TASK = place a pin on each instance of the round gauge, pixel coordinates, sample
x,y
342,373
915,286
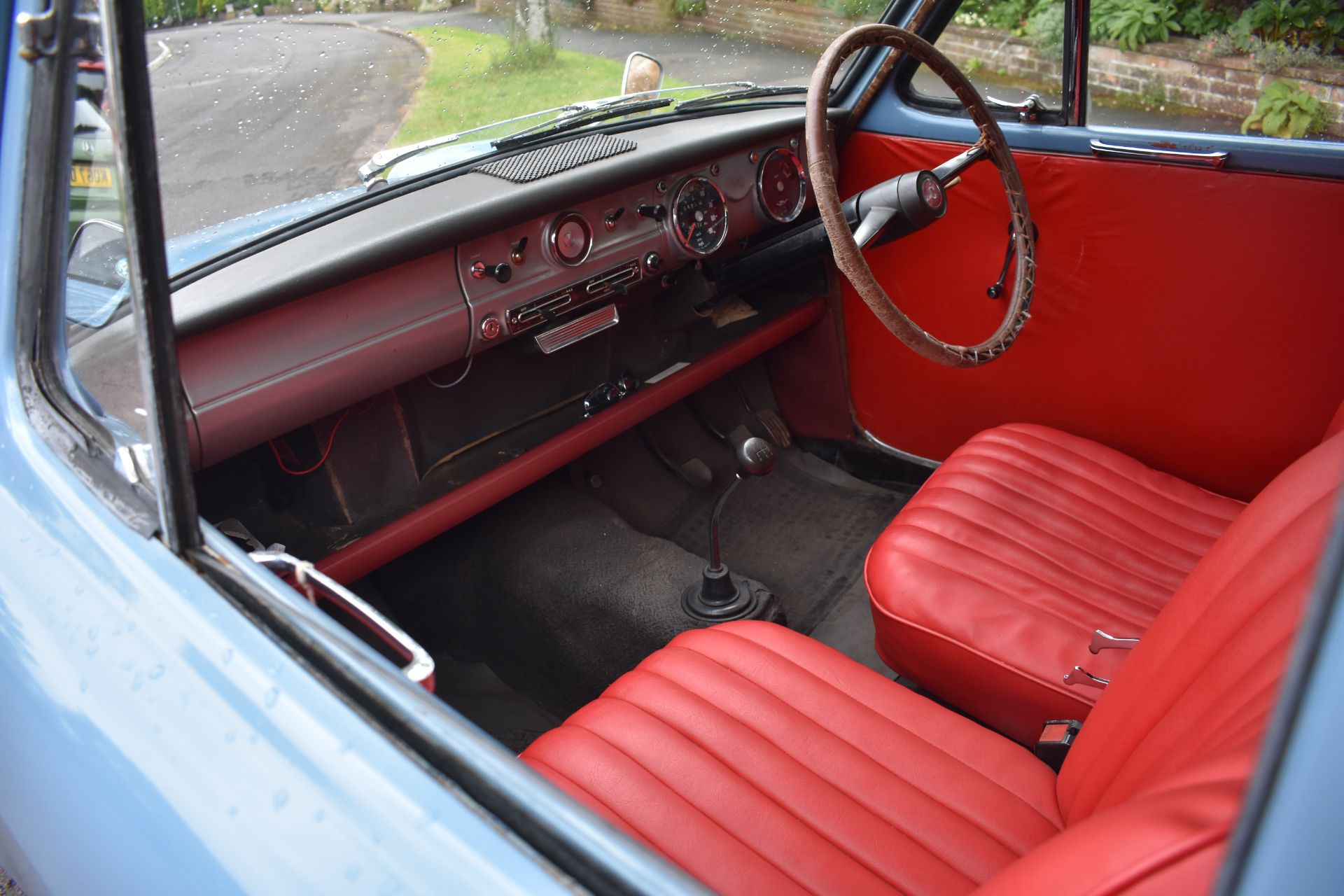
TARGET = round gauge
x,y
571,239
699,216
781,186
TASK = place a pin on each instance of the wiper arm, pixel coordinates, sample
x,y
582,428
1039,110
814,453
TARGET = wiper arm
x,y
385,159
568,117
749,92
617,108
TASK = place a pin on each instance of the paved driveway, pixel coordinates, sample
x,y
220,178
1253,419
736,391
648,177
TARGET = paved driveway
x,y
261,112
258,113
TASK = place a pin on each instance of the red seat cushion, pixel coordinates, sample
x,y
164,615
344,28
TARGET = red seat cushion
x,y
988,584
765,762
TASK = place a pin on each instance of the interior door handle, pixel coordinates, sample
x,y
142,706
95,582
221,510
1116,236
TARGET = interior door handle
x,y
1104,149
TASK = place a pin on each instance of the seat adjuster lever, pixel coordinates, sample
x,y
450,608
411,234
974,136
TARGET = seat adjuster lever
x,y
1102,641
1079,676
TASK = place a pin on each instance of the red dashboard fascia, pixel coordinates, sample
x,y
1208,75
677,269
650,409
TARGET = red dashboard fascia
x,y
436,517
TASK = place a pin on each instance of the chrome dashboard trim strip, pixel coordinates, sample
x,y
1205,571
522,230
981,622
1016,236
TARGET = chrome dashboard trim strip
x,y
580,328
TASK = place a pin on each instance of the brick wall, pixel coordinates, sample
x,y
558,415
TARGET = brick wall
x,y
1174,73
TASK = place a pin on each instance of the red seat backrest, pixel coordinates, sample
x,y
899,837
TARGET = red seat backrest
x,y
1154,785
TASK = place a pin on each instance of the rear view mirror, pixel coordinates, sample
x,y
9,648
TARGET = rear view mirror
x,y
643,74
97,277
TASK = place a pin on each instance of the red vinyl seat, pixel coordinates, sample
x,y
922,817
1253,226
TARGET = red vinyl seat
x,y
764,762
988,584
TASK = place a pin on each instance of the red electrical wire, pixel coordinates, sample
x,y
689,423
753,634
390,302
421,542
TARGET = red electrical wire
x,y
331,440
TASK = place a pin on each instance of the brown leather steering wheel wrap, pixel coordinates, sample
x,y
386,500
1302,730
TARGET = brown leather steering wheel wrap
x,y
848,255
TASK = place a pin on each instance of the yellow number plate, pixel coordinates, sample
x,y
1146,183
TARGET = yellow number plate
x,y
94,176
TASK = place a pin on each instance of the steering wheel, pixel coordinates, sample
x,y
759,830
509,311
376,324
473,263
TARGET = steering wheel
x,y
913,200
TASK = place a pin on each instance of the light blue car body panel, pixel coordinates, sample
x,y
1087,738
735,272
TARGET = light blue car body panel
x,y
152,738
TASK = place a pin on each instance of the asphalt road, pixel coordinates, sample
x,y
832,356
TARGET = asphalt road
x,y
258,113
261,112
690,55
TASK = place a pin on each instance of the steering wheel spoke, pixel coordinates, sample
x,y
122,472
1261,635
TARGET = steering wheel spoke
x,y
873,225
952,169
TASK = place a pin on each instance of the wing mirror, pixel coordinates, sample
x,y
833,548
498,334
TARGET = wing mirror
x,y
97,276
643,74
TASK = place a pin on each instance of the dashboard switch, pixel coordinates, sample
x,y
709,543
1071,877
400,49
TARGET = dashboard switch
x,y
656,213
502,272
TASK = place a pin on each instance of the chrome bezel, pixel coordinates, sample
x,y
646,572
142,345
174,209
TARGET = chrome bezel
x,y
554,237
676,223
803,186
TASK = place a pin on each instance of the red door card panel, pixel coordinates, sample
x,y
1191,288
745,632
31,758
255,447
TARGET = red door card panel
x,y
1190,317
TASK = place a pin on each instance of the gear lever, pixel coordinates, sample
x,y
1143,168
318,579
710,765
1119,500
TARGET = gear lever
x,y
720,596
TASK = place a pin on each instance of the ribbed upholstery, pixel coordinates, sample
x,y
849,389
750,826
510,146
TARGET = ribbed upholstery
x,y
764,762
988,584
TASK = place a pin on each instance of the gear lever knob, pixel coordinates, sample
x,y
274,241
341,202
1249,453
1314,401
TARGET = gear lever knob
x,y
756,457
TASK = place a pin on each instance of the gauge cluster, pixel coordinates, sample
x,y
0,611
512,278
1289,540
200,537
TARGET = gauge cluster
x,y
625,245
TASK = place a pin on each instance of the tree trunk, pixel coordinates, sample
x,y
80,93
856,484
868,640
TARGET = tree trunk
x,y
533,24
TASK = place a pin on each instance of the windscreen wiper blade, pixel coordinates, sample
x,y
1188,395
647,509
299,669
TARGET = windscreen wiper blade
x,y
741,93
578,118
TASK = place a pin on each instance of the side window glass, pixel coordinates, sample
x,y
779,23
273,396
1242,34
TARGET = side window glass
x,y
1008,49
99,362
1270,67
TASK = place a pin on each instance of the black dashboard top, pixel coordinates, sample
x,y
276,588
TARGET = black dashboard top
x,y
441,216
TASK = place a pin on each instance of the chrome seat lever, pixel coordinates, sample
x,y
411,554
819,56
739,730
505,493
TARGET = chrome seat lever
x,y
1102,641
1081,676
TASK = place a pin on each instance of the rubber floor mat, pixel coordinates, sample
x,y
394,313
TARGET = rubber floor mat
x,y
803,531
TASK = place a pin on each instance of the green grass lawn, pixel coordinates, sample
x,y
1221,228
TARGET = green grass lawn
x,y
470,83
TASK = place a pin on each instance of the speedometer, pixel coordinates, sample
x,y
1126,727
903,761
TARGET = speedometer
x,y
699,216
781,186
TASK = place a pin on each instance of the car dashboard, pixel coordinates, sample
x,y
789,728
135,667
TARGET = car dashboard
x,y
500,309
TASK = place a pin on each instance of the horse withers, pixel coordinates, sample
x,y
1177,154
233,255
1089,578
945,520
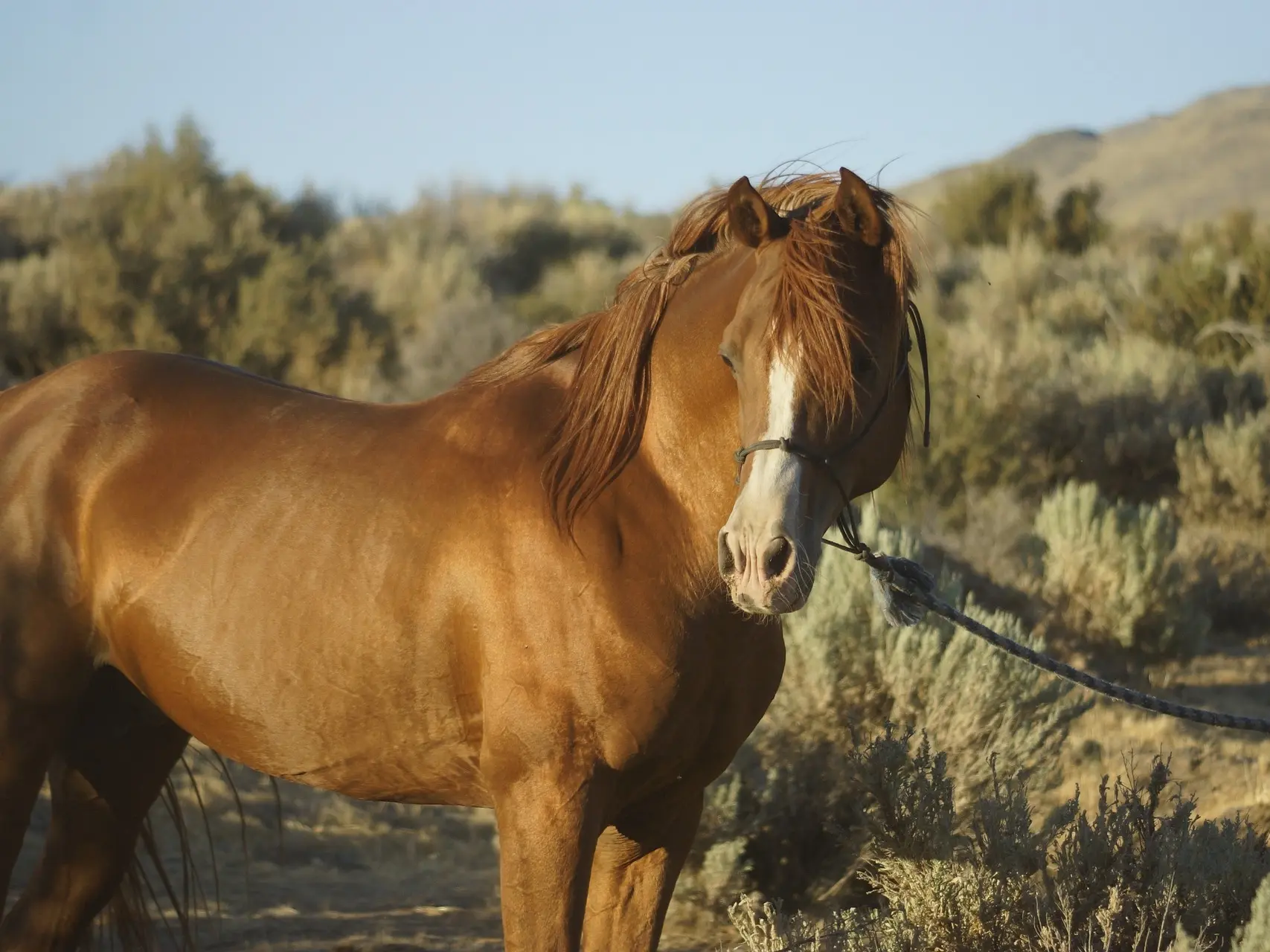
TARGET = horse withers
x,y
539,592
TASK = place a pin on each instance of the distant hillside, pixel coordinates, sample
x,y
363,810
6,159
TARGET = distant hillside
x,y
1190,165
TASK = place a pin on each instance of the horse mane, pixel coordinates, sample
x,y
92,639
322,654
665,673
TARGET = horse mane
x,y
606,404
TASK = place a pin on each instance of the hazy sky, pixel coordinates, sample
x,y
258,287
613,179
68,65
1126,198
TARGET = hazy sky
x,y
643,103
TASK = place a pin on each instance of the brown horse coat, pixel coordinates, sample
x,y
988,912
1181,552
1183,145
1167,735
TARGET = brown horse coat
x,y
384,601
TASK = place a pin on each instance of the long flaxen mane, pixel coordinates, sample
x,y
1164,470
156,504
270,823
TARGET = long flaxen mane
x,y
606,405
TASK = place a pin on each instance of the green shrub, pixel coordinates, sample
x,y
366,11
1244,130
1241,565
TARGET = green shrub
x,y
1110,570
1225,470
1131,874
1076,224
785,819
991,208
1217,276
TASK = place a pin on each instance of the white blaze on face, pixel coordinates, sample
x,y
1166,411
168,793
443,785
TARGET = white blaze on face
x,y
770,501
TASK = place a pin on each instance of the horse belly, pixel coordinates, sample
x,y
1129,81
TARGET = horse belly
x,y
373,711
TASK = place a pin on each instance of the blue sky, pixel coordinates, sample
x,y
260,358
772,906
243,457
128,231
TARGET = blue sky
x,y
641,103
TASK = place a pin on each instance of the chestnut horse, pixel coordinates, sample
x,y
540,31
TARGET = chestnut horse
x,y
539,592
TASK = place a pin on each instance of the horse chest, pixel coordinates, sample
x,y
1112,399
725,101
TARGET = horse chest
x,y
691,721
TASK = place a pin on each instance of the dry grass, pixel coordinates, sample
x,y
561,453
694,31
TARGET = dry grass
x,y
1099,480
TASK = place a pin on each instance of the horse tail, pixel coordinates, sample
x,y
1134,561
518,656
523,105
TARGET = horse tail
x,y
150,899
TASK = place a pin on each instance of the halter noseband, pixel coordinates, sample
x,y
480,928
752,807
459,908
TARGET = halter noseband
x,y
846,521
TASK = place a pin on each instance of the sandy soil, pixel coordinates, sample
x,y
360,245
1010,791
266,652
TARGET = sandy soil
x,y
377,878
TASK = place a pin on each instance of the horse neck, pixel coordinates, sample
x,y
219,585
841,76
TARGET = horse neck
x,y
691,431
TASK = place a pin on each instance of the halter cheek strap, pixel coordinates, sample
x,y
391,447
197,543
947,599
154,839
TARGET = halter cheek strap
x,y
846,521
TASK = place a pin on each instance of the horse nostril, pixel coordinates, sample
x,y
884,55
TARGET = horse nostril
x,y
725,562
777,558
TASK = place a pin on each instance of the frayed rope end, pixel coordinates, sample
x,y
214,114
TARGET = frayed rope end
x,y
898,607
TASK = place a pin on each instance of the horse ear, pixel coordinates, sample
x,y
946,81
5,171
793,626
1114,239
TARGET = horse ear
x,y
752,220
856,210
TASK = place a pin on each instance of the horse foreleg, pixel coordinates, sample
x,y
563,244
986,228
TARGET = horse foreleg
x,y
108,771
548,826
45,666
638,861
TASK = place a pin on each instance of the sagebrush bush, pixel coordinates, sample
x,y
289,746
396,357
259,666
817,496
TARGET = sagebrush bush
x,y
1128,875
1110,569
785,819
1045,384
1225,469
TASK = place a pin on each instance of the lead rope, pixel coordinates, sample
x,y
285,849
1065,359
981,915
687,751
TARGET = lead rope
x,y
905,591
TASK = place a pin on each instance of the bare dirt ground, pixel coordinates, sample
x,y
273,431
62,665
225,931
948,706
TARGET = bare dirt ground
x,y
377,878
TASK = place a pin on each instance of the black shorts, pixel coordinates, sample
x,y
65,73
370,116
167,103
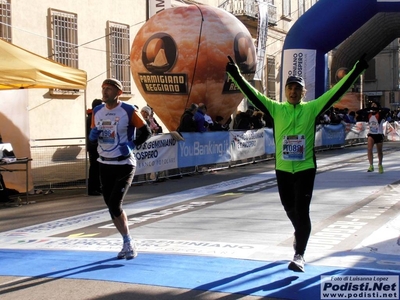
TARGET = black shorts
x,y
378,138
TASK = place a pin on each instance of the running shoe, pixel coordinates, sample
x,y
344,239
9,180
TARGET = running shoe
x,y
297,264
128,251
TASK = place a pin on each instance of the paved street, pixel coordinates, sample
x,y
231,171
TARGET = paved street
x,y
216,235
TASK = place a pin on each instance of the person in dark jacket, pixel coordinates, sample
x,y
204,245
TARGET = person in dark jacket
x,y
187,123
94,186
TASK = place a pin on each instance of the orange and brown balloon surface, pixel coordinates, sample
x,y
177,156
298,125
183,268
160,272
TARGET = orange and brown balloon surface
x,y
179,56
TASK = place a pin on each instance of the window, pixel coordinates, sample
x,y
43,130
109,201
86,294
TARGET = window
x,y
5,19
64,38
119,54
271,75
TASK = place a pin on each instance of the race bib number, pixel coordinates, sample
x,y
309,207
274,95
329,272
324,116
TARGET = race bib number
x,y
293,147
109,129
373,125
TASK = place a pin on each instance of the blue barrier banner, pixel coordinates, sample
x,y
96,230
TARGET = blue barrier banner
x,y
203,148
247,144
333,135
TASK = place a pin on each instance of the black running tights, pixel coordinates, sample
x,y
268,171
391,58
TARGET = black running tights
x,y
295,191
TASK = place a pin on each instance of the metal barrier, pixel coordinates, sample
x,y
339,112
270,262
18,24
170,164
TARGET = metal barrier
x,y
58,163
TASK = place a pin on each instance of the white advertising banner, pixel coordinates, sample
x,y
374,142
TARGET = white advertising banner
x,y
300,62
155,6
159,153
247,144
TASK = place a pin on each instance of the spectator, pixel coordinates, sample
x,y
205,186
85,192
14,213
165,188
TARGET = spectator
x,y
201,124
245,122
376,116
258,119
147,114
218,126
187,123
94,186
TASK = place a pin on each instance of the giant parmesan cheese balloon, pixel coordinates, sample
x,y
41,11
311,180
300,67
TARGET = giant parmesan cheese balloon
x,y
179,56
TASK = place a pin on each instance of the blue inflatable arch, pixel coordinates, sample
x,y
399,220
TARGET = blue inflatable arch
x,y
366,26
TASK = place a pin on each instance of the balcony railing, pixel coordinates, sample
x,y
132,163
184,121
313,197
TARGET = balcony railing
x,y
249,8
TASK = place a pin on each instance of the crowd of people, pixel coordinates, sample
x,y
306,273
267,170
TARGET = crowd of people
x,y
196,119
__________________________________________________
GOAL OF THE EXERCISE
Repeat precisely the lines of the data starting at the one containing "TASK = place a pin on each instance of the race", last line included.

EXERCISE SOLUTION
TASK = place a pin on each instance of the race bib number, pixel coordinates, sample
x,y
309,207
274,95
329,272
324,116
TARGET = race bib number
x,y
293,147
109,129
373,125
TASK = place a pin on each instance of the blue barrier banner, pixel coordinates, sample
x,y
96,230
TARGET = blue barrier banner
x,y
203,148
247,144
333,135
TASK = place a pin on each instance of the black running tights, pixel coordinates, sample
x,y
268,171
391,58
TARGET = black running tights
x,y
295,191
TASK = place a pin on each instance of the metal barrier, pixel coordinates, sample
x,y
339,112
270,262
18,24
170,164
TARGET = metal barrier
x,y
58,163
TASK = place a pin on each instance of the white advertising banner, pixel coordinates, sample
x,y
374,142
TARGET = white advertising banner
x,y
300,62
155,6
159,153
247,144
TASK = place a pin on each instance of the spectator, pixel coordinates, sample
x,y
205,186
85,192
14,213
165,188
TARGET = spectator
x,y
201,124
245,122
376,116
258,119
147,114
218,126
187,123
94,186
TASK = place a pin on each instance of the giant parmesan cheese balloon, pixel coordinates, sample
x,y
41,11
311,180
300,67
TARGET = giant parmesan cheese balloon
x,y
179,56
TASK = place a pin on each instance of the blue inflatable arch, pixel coordinates, sample
x,y
399,220
TARGET = blue inflatable arch
x,y
366,26
TASK = place a pin on each instance of the balcony railing, pixel coordinates, sample
x,y
132,163
184,121
313,197
TARGET = balcony railing
x,y
249,8
TASK = place a pin on each instance of the crowd of people, pixel coordinates, sample
x,y
306,273
267,170
TARGET = crowd of people
x,y
196,119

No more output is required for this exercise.